═══ Provided data ═══
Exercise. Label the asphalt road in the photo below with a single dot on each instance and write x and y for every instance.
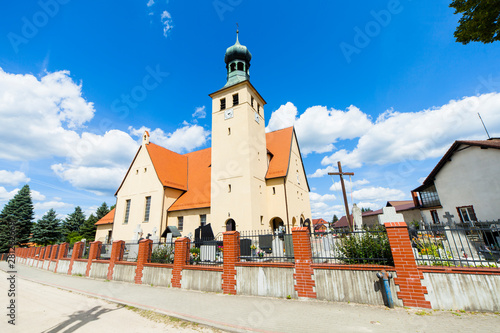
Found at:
(50, 302)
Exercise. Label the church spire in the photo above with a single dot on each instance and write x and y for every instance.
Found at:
(237, 61)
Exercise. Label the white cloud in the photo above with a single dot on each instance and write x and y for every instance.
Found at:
(398, 137)
(37, 196)
(336, 186)
(6, 195)
(318, 128)
(98, 180)
(52, 204)
(166, 20)
(184, 139)
(200, 112)
(378, 194)
(321, 198)
(12, 178)
(39, 116)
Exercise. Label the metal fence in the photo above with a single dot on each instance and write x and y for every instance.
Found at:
(162, 253)
(352, 247)
(207, 251)
(458, 244)
(266, 246)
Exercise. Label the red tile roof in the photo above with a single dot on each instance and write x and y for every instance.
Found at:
(107, 219)
(198, 194)
(279, 144)
(170, 167)
(491, 143)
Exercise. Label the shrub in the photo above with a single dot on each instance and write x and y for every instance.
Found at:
(163, 254)
(368, 247)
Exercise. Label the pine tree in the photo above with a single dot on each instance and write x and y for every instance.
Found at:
(87, 230)
(47, 230)
(72, 223)
(102, 211)
(16, 219)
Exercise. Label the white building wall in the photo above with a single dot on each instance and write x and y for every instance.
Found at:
(472, 177)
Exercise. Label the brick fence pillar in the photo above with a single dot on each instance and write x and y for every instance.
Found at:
(116, 255)
(41, 253)
(63, 251)
(143, 255)
(181, 258)
(408, 276)
(77, 253)
(94, 253)
(231, 257)
(304, 282)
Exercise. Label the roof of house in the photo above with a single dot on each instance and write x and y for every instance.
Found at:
(107, 219)
(191, 172)
(343, 222)
(484, 144)
(198, 174)
(170, 167)
(399, 205)
(279, 144)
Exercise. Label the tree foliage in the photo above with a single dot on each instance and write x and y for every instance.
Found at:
(88, 228)
(480, 20)
(16, 219)
(72, 223)
(47, 230)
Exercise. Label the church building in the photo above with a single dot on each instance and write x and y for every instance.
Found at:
(247, 180)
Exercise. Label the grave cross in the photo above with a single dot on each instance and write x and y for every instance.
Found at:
(448, 216)
(341, 174)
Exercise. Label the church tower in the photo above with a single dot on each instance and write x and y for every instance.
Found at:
(239, 155)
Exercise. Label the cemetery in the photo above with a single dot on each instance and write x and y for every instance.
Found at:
(452, 267)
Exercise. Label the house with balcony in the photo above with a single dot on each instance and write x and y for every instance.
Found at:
(465, 183)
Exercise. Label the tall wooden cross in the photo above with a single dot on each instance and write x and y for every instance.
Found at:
(341, 174)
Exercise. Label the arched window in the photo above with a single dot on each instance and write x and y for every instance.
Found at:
(230, 225)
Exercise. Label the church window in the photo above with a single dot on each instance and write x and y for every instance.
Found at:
(127, 211)
(147, 209)
(467, 214)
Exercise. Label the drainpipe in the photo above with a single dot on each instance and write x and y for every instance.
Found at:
(385, 277)
(286, 206)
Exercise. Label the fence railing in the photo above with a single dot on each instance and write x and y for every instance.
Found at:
(162, 253)
(461, 245)
(356, 247)
(207, 251)
(266, 246)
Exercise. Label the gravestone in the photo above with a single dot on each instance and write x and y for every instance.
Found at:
(277, 246)
(459, 245)
(357, 216)
(207, 252)
(245, 247)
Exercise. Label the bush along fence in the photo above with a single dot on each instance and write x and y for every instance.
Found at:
(333, 266)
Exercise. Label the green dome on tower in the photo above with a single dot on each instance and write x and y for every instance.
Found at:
(237, 59)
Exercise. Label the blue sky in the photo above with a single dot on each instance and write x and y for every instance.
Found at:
(380, 85)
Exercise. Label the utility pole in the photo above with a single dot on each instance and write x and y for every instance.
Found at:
(341, 174)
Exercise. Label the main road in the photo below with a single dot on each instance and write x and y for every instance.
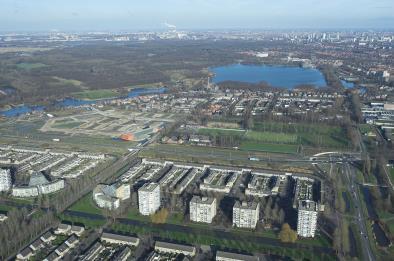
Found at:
(360, 217)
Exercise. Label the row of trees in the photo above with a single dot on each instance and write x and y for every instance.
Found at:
(20, 228)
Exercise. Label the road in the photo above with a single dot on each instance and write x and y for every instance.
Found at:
(360, 217)
(230, 154)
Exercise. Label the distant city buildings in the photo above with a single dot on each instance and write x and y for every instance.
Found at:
(149, 198)
(307, 218)
(5, 180)
(246, 214)
(110, 196)
(202, 209)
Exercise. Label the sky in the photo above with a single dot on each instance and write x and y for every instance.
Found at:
(117, 15)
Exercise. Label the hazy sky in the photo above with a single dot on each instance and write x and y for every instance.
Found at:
(193, 14)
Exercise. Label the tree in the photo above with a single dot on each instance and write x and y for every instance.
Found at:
(287, 235)
(160, 216)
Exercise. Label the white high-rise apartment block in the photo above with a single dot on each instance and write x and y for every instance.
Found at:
(5, 180)
(246, 214)
(149, 198)
(307, 218)
(202, 209)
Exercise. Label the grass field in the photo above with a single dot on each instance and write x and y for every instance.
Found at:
(221, 132)
(271, 137)
(88, 223)
(86, 205)
(308, 135)
(315, 135)
(5, 208)
(95, 94)
(30, 66)
(243, 242)
(268, 147)
(67, 81)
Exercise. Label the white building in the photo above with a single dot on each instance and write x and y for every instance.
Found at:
(149, 198)
(202, 209)
(51, 187)
(246, 214)
(23, 192)
(104, 197)
(171, 248)
(307, 218)
(38, 184)
(5, 180)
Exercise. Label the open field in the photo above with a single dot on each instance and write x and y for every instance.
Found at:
(221, 132)
(86, 205)
(235, 240)
(269, 147)
(30, 66)
(272, 137)
(112, 123)
(225, 157)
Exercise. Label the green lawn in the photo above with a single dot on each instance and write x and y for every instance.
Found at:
(242, 243)
(272, 137)
(5, 208)
(86, 205)
(269, 147)
(133, 214)
(88, 223)
(221, 132)
(30, 66)
(391, 172)
(314, 135)
(95, 94)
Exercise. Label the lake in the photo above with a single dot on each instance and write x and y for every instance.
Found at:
(277, 76)
(347, 85)
(71, 102)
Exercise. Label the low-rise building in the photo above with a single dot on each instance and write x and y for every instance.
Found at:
(165, 247)
(123, 255)
(3, 217)
(93, 252)
(52, 257)
(25, 254)
(38, 184)
(229, 256)
(307, 218)
(104, 197)
(246, 214)
(48, 237)
(5, 180)
(63, 228)
(37, 244)
(118, 239)
(77, 230)
(149, 198)
(202, 209)
(24, 192)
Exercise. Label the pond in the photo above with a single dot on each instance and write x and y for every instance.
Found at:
(277, 76)
(347, 84)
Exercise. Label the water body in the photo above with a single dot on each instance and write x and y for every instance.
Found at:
(277, 76)
(20, 110)
(347, 85)
(71, 102)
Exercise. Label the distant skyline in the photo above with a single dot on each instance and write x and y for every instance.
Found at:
(96, 15)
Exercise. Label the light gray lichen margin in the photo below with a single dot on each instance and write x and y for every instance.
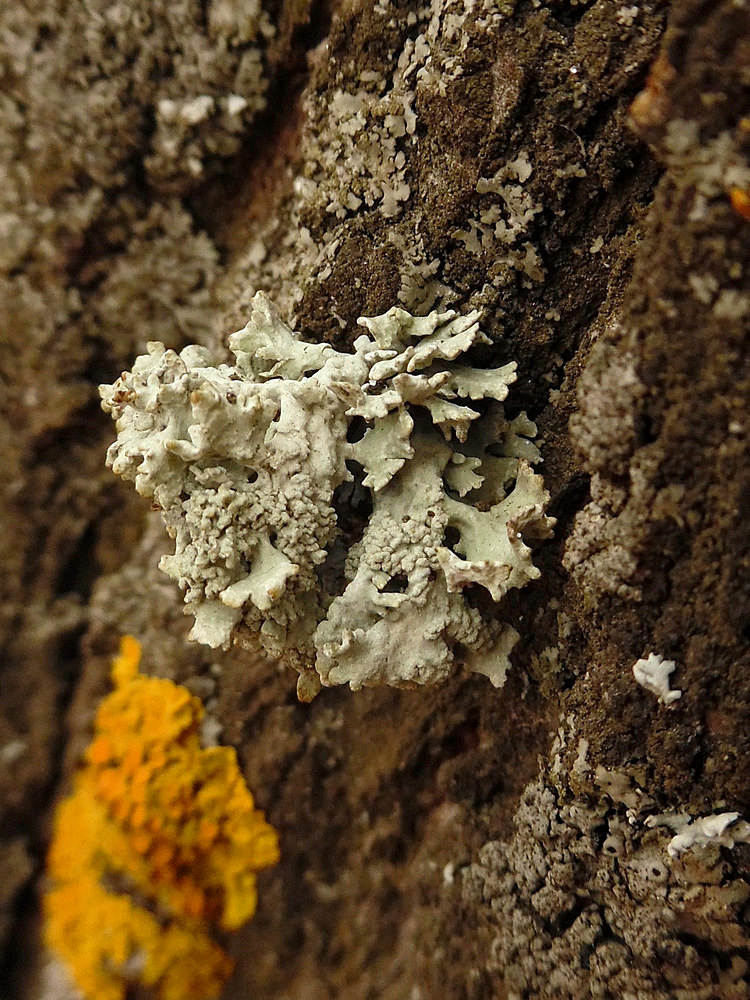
═══
_Instructions for the task_
Since the pictures are not part of the copy, transcribe only the remaining material, exactly.

_Answer to the exercise_
Exercise. Label the asphalt road in the photo below with a single dot on each instance and write x and y for every instance.
Found at:
(50, 302)
Exercise. Label the church spire in the photo above with a single dot on each instance and write x and y for every instance.
Found at:
(237, 61)
Exercise. Label the white cloud in the photo above with a single dot on each instance and write x and y for every instance.
Found at:
(398, 137)
(37, 196)
(336, 186)
(6, 195)
(318, 128)
(98, 180)
(52, 204)
(166, 20)
(184, 139)
(200, 112)
(378, 194)
(321, 198)
(12, 178)
(39, 116)
Exercise. Label the metal fence in the photo above with a single dot on each instance and write x and y for every instance.
Found at:
(162, 253)
(352, 247)
(207, 251)
(458, 244)
(266, 246)
Exercise. Label the red tile roof in the photo above with a single dot on each instance and write x and y for every instance.
Found at:
(107, 219)
(198, 194)
(279, 144)
(170, 167)
(491, 143)
Exercise. Label the shrub in the photo above with a single dot on each instance and write x and y for every instance.
Found at:
(163, 254)
(368, 247)
Exercise. Label the pine tree in the photo above with a single dot on each instance and write x and y for every instance.
Found at:
(87, 230)
(47, 230)
(72, 223)
(102, 211)
(16, 219)
Exercise. Label the white building wall in the photo above with a single dot on each instance and write x and y for every instance.
Found at:
(472, 177)
Exercise. Label the brick fence pillar in the photo above with a single dot on each instance and write x and y for every instance.
Found at:
(116, 255)
(41, 253)
(63, 251)
(143, 255)
(181, 258)
(408, 276)
(77, 253)
(94, 253)
(231, 257)
(304, 282)
Exercise. Label the roof of house in the photo above with a single dot on each instance and write x and y for every instance.
Found at:
(107, 219)
(191, 172)
(343, 222)
(484, 144)
(198, 174)
(170, 167)
(399, 205)
(279, 144)
Exercise. Label the tree foliage in the photo above with a single dot on each instance and write x and y for every instance.
Found at:
(88, 228)
(480, 20)
(16, 219)
(72, 223)
(47, 230)
Exercise. Label the church building in the photo above with a single dot on each instance and write x and y for every instance.
Found at:
(247, 180)
Exercise. Label the grave cross in the photo above with a single dot on each instance and write x and y for every instance.
Found at:
(448, 216)
(341, 174)
Exercise. Label the church tower in the photo above with a single dot on each instance and write x and y for every instance.
Found at:
(239, 155)
Exercise. Label the cemetery in the photo above with a single dot on each instance and write x and y for every instance.
Found at:
(452, 267)
Exercise. Label the house with balcony in the photo above with a single dot on each instance and write x and y for every instance.
Found at:
(465, 183)
Exercise. Label the tall wooden cross in the photo above with a single dot on each instance and write x and y for every instance.
Found at:
(341, 174)
Exercise. Label the arched window in the photo above with a single dot on each instance and write x and y for every instance.
Found at:
(230, 225)
Exercise. Label the church window in the photo above with a single dot on each instance and write x and y for every instance.
Found at:
(127, 211)
(147, 209)
(467, 214)
Exercise. Label the drainpipe in the photo above with a single dot on each instance and write x and y for every instance.
Found at:
(385, 277)
(286, 206)
Exercise. Label the fence railing in the photo above with a single dot on each instance and write x and y for every instance.
Found at:
(162, 253)
(461, 245)
(356, 247)
(207, 251)
(266, 246)
Exercise. Label the gravestone in the photo above with a single dot on each instance and write x and y for every instance.
Found at:
(277, 246)
(459, 245)
(357, 216)
(207, 252)
(245, 247)
Exercise. Label the bush along fence in the photo above with a single dot on each instance and write x and y for every instance.
Found at:
(333, 266)
Exercise. Label the green dome on tower in the photo above with a single dot on each instance and write x and y for every instance.
Found at:
(237, 59)
Exercise. Label the blue sky in the photo above with a single dot on each instance and write x and y for every instance.
Found at:
(380, 85)
Exercise. Label the utility pole in the photo above with a single dot on each instance and write x and y for every instance.
Found at:
(341, 174)
Exercise. Label the main road in the photo below with a single dot on each instance and write x and y for every instance.
Found at:
(360, 217)
Exercise. Label the row of trees in the photo above with a single dot on each instance and write x and y for every instance.
Found at:
(20, 228)
Exercise. Label the road in the photo above with a single dot on each instance and write x and y for every instance.
Found at:
(360, 217)
(230, 154)
Exercise. Label the distant city buildings in the photo above with a single dot on each instance and write x and y for every instance.
Found at:
(149, 198)
(307, 218)
(5, 180)
(246, 214)
(110, 196)
(202, 209)
Exercise. Label the sky in the photo above with a single dot on each instance and write x and y for every instance.
Found at:
(117, 15)
Exercise. Label the hazy sky in the photo above with a single dot on each instance and write x and y for every instance.
Found at:
(193, 14)
Exercise. Label the tree in the photo above with a single dot on each instance and write x and y for every instance.
Found at:
(287, 235)
(160, 216)
Exercise. Label the white high-rise apartment block in the photo above with a single dot on each instance and write x and y for every instance.
Found at:
(5, 180)
(246, 214)
(149, 198)
(307, 218)
(202, 209)
Exercise. Label the grass field in the photo above with a single dot on each instance and write x and y for every instance.
Found at:
(221, 132)
(271, 137)
(88, 223)
(86, 205)
(308, 135)
(315, 135)
(5, 208)
(95, 94)
(30, 66)
(243, 242)
(268, 147)
(67, 81)
Exercise. Label the white building in the photo above with a single dot on each instance and write x and y for every instance.
Found at:
(149, 198)
(202, 209)
(51, 187)
(246, 214)
(23, 192)
(104, 197)
(171, 248)
(307, 218)
(38, 184)
(5, 180)
Exercise. Label the open field in the photo above with a single dot on each instance and write x and y for every instance.
Found at:
(221, 132)
(86, 205)
(235, 240)
(269, 147)
(30, 66)
(272, 137)
(112, 123)
(225, 157)
Exercise. Label the green lawn in the photo above with a single dot on each instance and write x and y for every instance.
Found at:
(242, 243)
(272, 137)
(5, 208)
(86, 205)
(269, 147)
(133, 214)
(88, 223)
(221, 132)
(30, 66)
(391, 172)
(314, 135)
(95, 94)
Exercise. Label the lake in the photo above with a single dot on each instance and write x and y for every instance.
Found at:
(277, 76)
(347, 85)
(71, 102)
Exercise. Label the low-rise building in the photo above with a single dot on each instance and write x and y for every instance.
Found at:
(165, 247)
(123, 255)
(3, 217)
(93, 252)
(52, 257)
(25, 254)
(38, 184)
(229, 256)
(307, 218)
(104, 197)
(246, 214)
(48, 237)
(5, 180)
(63, 228)
(37, 244)
(118, 239)
(77, 230)
(149, 198)
(202, 209)
(24, 192)
Exercise. Label the pond in the photo above with a single dot on each instance and write x and y for every instance.
Found at:
(277, 76)
(347, 84)
Exercise. Label the water body in the photo above with a single dot on each instance and write x and y for every instance.
Found at:
(277, 76)
(20, 110)
(347, 85)
(71, 102)
Exercise. Label the distant skyline in the photo above with a single dot on each instance and write x and y for every instance.
Found at:
(96, 15)
Exercise. Label the light gray lichen margin in the photo below with a single dot on each instance and write x and y for every instance.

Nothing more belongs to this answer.